▶ Exercise data:
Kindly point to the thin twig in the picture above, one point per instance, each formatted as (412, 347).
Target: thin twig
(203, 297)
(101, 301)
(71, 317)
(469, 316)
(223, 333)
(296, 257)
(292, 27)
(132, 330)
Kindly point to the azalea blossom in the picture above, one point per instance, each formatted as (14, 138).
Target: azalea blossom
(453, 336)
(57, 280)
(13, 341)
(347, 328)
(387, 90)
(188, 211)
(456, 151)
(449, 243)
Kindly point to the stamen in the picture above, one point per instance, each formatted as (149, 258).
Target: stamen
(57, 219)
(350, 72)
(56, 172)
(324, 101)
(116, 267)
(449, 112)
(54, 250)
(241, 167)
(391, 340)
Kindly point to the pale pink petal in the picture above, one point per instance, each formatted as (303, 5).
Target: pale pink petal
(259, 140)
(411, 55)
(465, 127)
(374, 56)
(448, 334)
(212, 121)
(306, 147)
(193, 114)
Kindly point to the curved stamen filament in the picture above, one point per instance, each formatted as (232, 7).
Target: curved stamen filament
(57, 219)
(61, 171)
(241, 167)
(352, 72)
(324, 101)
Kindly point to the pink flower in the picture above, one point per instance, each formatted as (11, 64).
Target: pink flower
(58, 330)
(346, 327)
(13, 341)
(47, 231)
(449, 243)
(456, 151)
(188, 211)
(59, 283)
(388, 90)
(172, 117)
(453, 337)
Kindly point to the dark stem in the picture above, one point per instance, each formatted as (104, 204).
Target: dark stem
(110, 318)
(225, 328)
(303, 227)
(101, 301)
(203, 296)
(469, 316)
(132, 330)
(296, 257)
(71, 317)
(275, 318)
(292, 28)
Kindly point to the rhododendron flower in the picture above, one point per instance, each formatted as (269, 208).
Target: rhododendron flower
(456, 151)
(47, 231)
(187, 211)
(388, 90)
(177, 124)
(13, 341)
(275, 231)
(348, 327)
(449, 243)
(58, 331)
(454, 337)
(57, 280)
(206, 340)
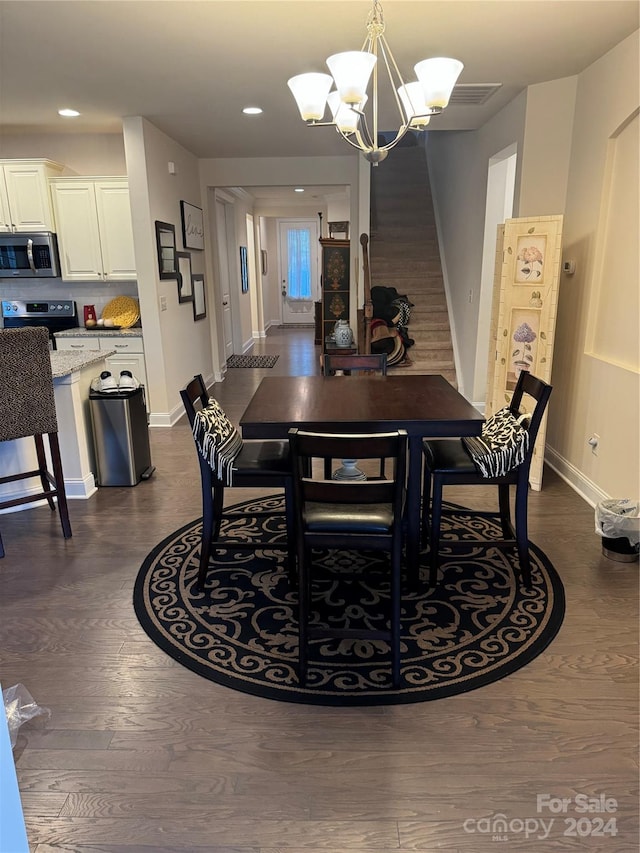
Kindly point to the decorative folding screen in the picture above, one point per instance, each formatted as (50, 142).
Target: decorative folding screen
(523, 315)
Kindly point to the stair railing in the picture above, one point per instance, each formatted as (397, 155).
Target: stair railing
(368, 304)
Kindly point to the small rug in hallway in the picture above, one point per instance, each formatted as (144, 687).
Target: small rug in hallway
(476, 627)
(252, 360)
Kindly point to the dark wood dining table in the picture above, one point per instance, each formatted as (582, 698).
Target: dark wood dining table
(424, 406)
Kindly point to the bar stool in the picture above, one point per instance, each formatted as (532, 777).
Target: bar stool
(27, 408)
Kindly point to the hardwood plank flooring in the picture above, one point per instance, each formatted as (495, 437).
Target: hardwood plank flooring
(140, 754)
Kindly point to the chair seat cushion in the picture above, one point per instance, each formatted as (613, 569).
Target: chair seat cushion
(263, 457)
(448, 455)
(349, 518)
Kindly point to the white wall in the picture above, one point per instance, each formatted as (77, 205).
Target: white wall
(563, 131)
(80, 153)
(592, 394)
(176, 347)
(458, 167)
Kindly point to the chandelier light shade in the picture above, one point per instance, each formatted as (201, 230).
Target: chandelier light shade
(415, 105)
(351, 72)
(438, 77)
(310, 92)
(354, 71)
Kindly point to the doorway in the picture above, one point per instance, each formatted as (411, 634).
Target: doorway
(298, 261)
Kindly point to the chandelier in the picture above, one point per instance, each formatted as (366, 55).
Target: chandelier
(351, 72)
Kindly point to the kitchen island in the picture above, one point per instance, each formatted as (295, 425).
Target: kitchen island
(72, 374)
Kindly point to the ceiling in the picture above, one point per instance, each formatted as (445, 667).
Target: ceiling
(190, 66)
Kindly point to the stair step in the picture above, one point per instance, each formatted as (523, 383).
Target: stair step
(404, 253)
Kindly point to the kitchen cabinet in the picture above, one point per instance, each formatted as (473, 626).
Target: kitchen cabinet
(129, 353)
(25, 200)
(95, 235)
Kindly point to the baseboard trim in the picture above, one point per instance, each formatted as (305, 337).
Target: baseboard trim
(585, 487)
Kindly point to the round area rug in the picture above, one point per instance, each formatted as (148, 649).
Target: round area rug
(476, 627)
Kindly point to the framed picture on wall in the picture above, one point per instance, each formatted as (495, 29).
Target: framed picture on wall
(166, 246)
(199, 299)
(185, 287)
(244, 269)
(192, 226)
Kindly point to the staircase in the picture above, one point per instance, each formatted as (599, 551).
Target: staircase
(404, 253)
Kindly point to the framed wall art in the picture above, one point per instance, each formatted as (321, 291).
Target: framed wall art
(192, 226)
(185, 287)
(523, 316)
(199, 298)
(166, 246)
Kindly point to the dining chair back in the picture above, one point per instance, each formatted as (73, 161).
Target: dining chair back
(28, 409)
(349, 364)
(448, 462)
(354, 363)
(347, 516)
(225, 460)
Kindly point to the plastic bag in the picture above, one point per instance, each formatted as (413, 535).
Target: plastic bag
(19, 707)
(619, 518)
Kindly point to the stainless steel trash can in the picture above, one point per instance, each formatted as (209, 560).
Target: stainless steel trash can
(120, 437)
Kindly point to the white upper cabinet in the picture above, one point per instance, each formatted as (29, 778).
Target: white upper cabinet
(25, 201)
(95, 235)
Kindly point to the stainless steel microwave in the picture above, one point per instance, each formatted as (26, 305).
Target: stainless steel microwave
(33, 255)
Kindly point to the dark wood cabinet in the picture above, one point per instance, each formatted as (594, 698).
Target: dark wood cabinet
(335, 285)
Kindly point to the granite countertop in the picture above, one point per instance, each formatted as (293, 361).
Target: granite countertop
(100, 332)
(64, 362)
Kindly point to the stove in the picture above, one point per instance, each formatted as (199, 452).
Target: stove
(56, 315)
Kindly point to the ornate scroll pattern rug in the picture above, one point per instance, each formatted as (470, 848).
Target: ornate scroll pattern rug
(476, 627)
(252, 360)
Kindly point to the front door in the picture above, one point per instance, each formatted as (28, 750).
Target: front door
(223, 270)
(299, 273)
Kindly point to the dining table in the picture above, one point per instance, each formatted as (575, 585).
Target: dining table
(423, 406)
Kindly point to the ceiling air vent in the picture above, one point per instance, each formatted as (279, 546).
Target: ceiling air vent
(472, 94)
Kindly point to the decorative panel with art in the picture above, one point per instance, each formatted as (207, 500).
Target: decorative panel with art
(523, 315)
(335, 284)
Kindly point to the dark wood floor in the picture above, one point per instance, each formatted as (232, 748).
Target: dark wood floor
(142, 755)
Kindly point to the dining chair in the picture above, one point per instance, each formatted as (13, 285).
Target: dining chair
(353, 364)
(450, 462)
(28, 409)
(347, 516)
(226, 460)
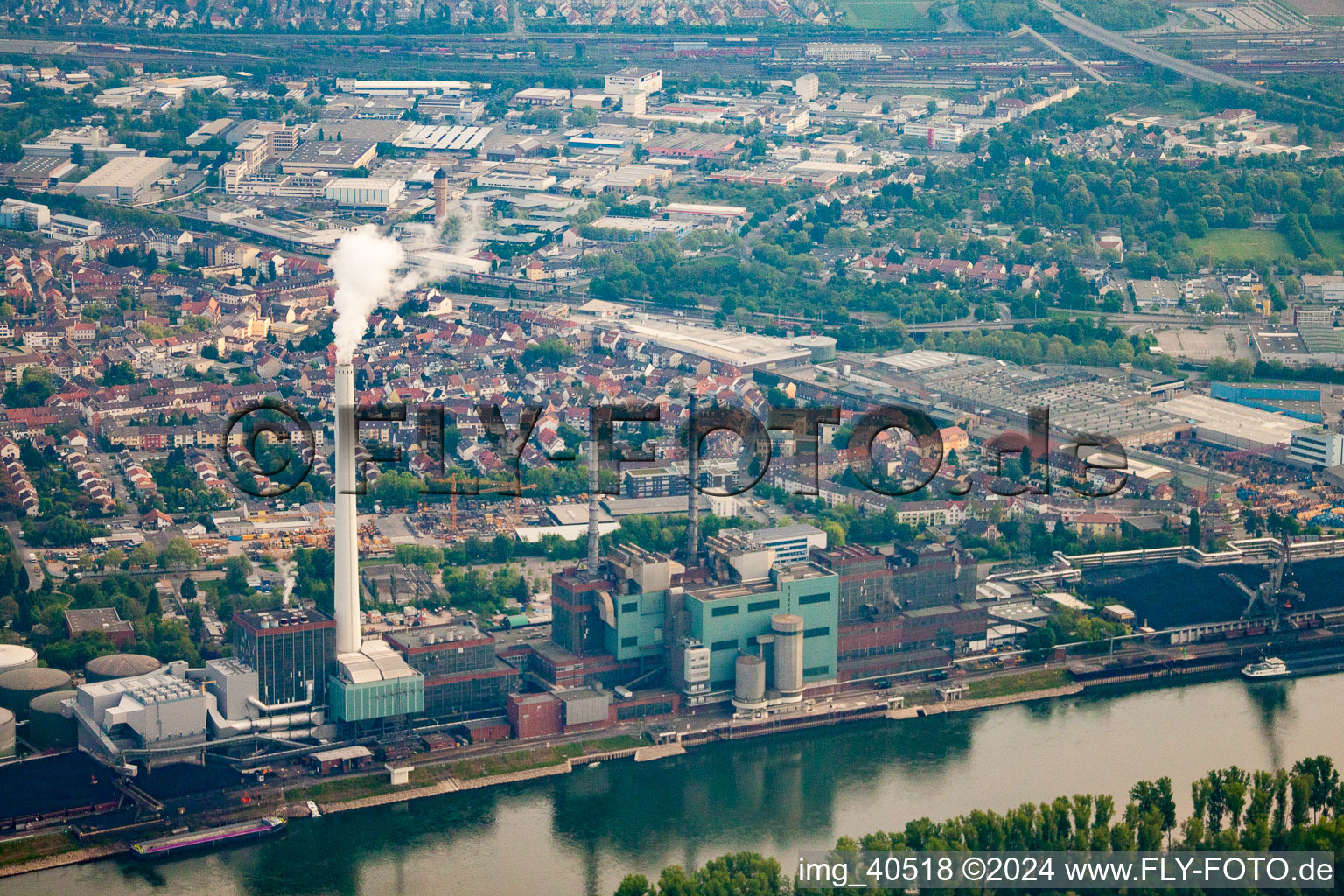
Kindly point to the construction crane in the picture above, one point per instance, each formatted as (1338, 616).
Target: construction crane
(486, 488)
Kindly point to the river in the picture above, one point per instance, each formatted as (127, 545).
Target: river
(581, 833)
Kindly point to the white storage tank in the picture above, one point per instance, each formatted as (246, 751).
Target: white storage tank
(7, 732)
(788, 654)
(750, 682)
(15, 655)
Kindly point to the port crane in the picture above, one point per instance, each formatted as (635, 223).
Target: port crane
(1274, 595)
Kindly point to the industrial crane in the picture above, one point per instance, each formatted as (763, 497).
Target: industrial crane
(486, 488)
(1274, 595)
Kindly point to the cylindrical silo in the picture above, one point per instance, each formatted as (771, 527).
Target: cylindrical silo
(120, 665)
(15, 655)
(47, 724)
(19, 687)
(788, 654)
(5, 732)
(750, 682)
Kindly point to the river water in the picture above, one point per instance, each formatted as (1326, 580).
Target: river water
(581, 833)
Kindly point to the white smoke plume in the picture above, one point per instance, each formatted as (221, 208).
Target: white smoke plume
(366, 265)
(469, 231)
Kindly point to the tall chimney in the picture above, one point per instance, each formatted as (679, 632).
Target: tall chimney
(692, 501)
(440, 196)
(347, 517)
(594, 536)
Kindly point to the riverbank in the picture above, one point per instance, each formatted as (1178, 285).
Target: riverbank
(440, 778)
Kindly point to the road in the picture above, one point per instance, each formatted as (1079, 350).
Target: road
(1082, 66)
(1138, 52)
(22, 547)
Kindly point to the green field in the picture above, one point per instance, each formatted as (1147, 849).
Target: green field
(1004, 685)
(1258, 245)
(885, 14)
(1239, 245)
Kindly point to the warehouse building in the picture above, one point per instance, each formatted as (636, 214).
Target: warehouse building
(330, 156)
(363, 192)
(1231, 424)
(124, 178)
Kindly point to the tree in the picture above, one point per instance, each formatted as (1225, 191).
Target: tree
(179, 555)
(118, 374)
(143, 555)
(835, 534)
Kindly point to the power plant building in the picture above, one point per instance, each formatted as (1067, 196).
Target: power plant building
(292, 650)
(373, 685)
(463, 676)
(739, 617)
(370, 685)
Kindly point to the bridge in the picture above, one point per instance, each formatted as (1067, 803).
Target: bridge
(1140, 52)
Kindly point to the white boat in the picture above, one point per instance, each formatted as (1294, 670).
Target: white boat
(1266, 668)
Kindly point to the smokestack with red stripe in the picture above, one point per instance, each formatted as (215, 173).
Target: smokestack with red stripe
(347, 517)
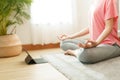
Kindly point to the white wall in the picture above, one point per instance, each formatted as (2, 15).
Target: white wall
(24, 31)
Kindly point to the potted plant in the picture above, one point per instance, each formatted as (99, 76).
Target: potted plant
(12, 14)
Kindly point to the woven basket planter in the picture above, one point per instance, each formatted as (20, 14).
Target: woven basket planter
(10, 45)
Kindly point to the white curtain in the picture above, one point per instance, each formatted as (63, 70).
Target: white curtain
(51, 18)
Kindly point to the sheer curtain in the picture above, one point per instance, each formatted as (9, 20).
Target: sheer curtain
(51, 18)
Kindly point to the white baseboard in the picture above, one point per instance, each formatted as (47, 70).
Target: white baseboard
(118, 32)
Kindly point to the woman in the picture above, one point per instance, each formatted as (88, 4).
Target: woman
(104, 42)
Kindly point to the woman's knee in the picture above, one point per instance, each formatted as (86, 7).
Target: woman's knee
(67, 46)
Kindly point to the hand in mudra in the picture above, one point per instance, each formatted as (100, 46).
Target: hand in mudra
(88, 44)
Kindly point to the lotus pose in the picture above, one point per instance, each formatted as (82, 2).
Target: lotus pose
(103, 29)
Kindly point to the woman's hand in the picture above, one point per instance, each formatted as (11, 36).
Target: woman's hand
(89, 44)
(63, 37)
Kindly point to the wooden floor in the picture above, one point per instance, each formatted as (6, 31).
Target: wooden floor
(15, 68)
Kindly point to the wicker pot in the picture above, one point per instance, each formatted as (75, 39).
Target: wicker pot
(10, 45)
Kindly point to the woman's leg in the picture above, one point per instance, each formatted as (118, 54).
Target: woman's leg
(99, 53)
(70, 44)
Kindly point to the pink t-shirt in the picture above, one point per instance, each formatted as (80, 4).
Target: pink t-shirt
(99, 12)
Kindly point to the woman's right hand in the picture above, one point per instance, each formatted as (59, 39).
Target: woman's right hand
(63, 37)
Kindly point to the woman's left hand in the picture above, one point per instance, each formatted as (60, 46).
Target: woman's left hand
(89, 44)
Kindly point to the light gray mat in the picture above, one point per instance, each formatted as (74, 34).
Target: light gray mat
(75, 70)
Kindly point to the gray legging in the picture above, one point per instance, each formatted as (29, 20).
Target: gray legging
(91, 55)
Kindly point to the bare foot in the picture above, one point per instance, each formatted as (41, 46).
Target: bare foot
(70, 52)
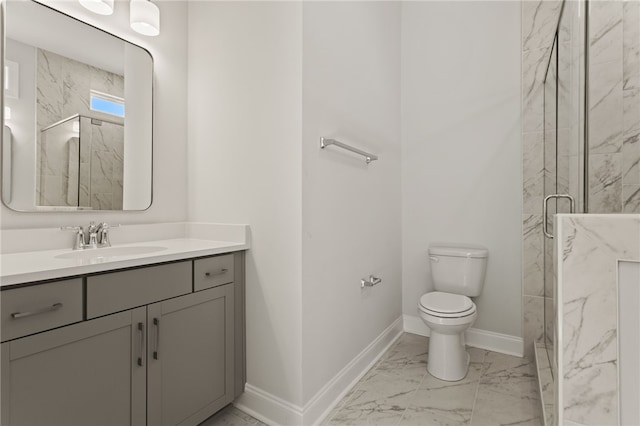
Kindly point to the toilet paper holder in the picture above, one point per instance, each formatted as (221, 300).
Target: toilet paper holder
(373, 280)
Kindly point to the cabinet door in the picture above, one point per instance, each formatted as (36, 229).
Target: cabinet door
(190, 353)
(83, 374)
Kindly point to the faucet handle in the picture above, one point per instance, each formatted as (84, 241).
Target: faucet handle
(104, 234)
(79, 242)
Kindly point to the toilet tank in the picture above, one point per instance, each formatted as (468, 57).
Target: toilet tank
(458, 268)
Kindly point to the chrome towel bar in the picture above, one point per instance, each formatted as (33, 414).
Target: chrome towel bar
(324, 142)
(370, 282)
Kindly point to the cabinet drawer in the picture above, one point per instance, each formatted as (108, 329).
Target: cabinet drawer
(212, 272)
(29, 310)
(118, 291)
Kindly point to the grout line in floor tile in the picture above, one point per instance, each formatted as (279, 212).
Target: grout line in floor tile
(415, 391)
(475, 399)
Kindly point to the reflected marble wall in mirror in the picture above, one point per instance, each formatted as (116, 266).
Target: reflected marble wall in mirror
(77, 115)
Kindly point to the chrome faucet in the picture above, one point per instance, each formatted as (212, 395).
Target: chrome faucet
(98, 235)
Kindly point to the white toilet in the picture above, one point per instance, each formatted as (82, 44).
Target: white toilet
(458, 272)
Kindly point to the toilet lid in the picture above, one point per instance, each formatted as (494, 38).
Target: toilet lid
(446, 303)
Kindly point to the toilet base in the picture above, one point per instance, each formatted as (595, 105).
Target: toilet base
(447, 359)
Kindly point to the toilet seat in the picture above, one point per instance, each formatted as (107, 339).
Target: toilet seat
(446, 305)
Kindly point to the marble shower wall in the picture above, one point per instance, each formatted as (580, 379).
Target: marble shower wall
(63, 90)
(614, 107)
(587, 249)
(539, 21)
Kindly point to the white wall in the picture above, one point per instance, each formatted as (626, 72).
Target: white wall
(23, 126)
(169, 52)
(350, 210)
(245, 93)
(461, 150)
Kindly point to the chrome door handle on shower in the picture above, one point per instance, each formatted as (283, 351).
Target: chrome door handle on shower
(572, 209)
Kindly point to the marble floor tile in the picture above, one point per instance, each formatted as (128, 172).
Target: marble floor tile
(498, 390)
(507, 393)
(231, 416)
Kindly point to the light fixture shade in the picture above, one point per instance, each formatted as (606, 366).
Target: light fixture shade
(101, 7)
(144, 17)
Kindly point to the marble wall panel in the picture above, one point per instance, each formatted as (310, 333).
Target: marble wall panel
(533, 264)
(534, 66)
(539, 20)
(589, 247)
(605, 108)
(605, 183)
(533, 308)
(631, 44)
(630, 198)
(605, 24)
(533, 173)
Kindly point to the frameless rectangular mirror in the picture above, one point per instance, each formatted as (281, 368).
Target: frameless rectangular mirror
(78, 108)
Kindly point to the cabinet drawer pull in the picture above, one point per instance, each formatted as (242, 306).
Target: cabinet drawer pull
(51, 308)
(156, 322)
(141, 332)
(220, 272)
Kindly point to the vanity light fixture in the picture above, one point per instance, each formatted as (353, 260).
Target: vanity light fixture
(101, 7)
(145, 17)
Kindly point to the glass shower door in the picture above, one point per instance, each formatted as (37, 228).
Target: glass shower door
(564, 109)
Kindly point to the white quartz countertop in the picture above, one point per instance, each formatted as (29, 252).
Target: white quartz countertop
(24, 267)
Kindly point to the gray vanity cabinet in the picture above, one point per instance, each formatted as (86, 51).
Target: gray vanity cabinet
(83, 374)
(190, 356)
(147, 349)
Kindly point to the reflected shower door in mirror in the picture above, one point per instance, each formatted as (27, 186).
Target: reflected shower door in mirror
(77, 115)
(81, 160)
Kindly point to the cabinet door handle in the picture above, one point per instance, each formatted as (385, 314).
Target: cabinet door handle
(54, 307)
(141, 332)
(213, 274)
(156, 353)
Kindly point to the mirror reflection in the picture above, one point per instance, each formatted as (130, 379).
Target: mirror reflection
(78, 111)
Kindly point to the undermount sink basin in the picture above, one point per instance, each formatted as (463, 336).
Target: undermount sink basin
(110, 252)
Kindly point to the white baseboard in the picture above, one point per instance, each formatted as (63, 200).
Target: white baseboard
(275, 411)
(332, 393)
(483, 339)
(268, 408)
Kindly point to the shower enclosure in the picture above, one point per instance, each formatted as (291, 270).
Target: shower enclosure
(591, 123)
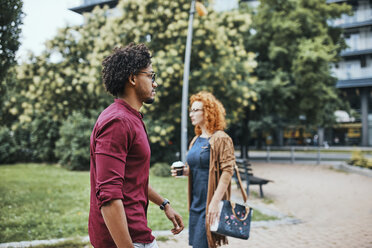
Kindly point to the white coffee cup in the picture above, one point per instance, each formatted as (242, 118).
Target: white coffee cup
(178, 166)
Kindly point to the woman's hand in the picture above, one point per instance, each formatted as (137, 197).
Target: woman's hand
(185, 171)
(213, 213)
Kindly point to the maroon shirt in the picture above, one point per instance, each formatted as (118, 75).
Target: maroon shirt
(119, 169)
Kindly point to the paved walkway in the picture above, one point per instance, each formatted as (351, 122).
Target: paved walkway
(335, 209)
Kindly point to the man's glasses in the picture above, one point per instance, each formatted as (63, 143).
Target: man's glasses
(153, 75)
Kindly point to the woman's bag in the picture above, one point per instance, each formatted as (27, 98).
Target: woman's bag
(235, 219)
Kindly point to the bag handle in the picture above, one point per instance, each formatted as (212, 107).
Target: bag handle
(245, 197)
(233, 210)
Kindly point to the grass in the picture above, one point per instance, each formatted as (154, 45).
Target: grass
(39, 201)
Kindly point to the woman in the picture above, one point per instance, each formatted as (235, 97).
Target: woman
(210, 163)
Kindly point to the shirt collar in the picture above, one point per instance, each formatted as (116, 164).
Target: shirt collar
(127, 106)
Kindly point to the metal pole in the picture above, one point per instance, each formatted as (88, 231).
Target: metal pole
(185, 87)
(318, 156)
(292, 155)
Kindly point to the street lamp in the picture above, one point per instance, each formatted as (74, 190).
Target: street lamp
(185, 87)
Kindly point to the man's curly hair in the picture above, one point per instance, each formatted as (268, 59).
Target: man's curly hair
(213, 112)
(121, 64)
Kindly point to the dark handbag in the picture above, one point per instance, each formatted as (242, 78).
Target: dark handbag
(235, 219)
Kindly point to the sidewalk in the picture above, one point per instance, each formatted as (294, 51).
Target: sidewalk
(334, 209)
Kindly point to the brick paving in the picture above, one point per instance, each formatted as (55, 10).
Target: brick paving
(335, 209)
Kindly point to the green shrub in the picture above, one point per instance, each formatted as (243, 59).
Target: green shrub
(8, 146)
(72, 149)
(44, 133)
(160, 170)
(358, 159)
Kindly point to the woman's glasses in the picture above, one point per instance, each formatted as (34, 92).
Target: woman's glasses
(195, 110)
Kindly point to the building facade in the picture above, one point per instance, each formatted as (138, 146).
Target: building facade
(354, 72)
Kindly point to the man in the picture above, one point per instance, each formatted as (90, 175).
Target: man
(120, 156)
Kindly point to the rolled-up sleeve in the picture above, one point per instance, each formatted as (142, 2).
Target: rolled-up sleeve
(226, 158)
(112, 145)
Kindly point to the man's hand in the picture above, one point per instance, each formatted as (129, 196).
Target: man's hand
(175, 218)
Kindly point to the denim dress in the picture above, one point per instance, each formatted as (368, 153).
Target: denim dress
(198, 160)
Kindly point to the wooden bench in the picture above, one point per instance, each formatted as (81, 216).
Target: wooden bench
(245, 171)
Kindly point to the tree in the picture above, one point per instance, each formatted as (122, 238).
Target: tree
(220, 63)
(10, 21)
(295, 47)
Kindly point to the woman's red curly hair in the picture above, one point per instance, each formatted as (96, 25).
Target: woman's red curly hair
(213, 112)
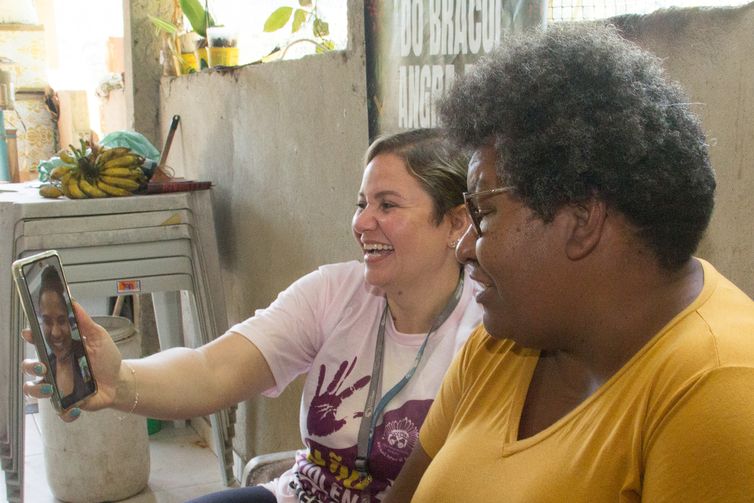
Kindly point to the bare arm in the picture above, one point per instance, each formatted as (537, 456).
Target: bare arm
(411, 473)
(181, 382)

▶ What you have to do:
Lines from the start of the listing above through the line holding "Kindly point to the small" are to be duplicated exactly, and nothing more; leave out the pictures.

▶ Task solution:
Kindly point to the thin twig in the picture above, one point per instance, each formatted as (412, 347).
Target: thin twig
(203, 297)
(101, 301)
(71, 317)
(469, 316)
(223, 333)
(296, 257)
(292, 27)
(132, 330)
Kindly point to the azalea blossom in the picture above, one point per instance, each formatted as (14, 138).
Target: azalea blossom
(453, 336)
(57, 280)
(13, 341)
(347, 328)
(387, 90)
(188, 211)
(456, 151)
(449, 243)
Kindly point to the stamen in the picture above, one point per instance, each formatted as (149, 258).
Target: stamen
(57, 219)
(350, 72)
(56, 172)
(324, 101)
(116, 267)
(449, 112)
(54, 250)
(241, 167)
(391, 340)
Kindly point to the pale pink petal in the picture above, one point per instance, each formatted as (303, 5).
Target: pale pink petal
(259, 140)
(411, 55)
(465, 127)
(374, 56)
(448, 334)
(212, 121)
(306, 147)
(193, 114)
Kindly point to the curved stamen filament in the picture above, one point per instance, each formatted as (232, 7).
Target: curved stamen filament
(57, 219)
(61, 171)
(241, 167)
(352, 72)
(324, 101)
Kindly point to the pink flower in the picture above, one point per instance, each formatted as (11, 64).
Target: pink flower
(58, 330)
(346, 327)
(13, 341)
(47, 231)
(449, 243)
(456, 151)
(188, 211)
(59, 283)
(388, 90)
(172, 117)
(453, 337)
Kindly point to the dark stem in the picture above, one point per instance, each formatted as (104, 204).
Target: dark stem
(110, 318)
(225, 328)
(303, 227)
(101, 301)
(203, 296)
(469, 316)
(132, 330)
(296, 257)
(71, 317)
(275, 318)
(292, 28)
Kindly point to the rhododendron flower in the picture above, one point per instance, each formatted as (269, 208).
Target: rhododendron flower
(456, 151)
(47, 231)
(187, 211)
(388, 90)
(177, 124)
(13, 341)
(275, 231)
(348, 327)
(449, 243)
(58, 331)
(454, 337)
(57, 280)
(206, 340)
Kindly point to the decorative folding screen in the picture above, one point per instance, each formatted as (50, 142).
Target: decorative folding screen
(523, 315)
Kindly point to the stair railing in the picture above, one point per instance, each formatted as (397, 155).
Target: stair railing
(368, 304)
Kindly point to the small rug in hallway in the picture above, one point per instance, each formatted as (144, 687).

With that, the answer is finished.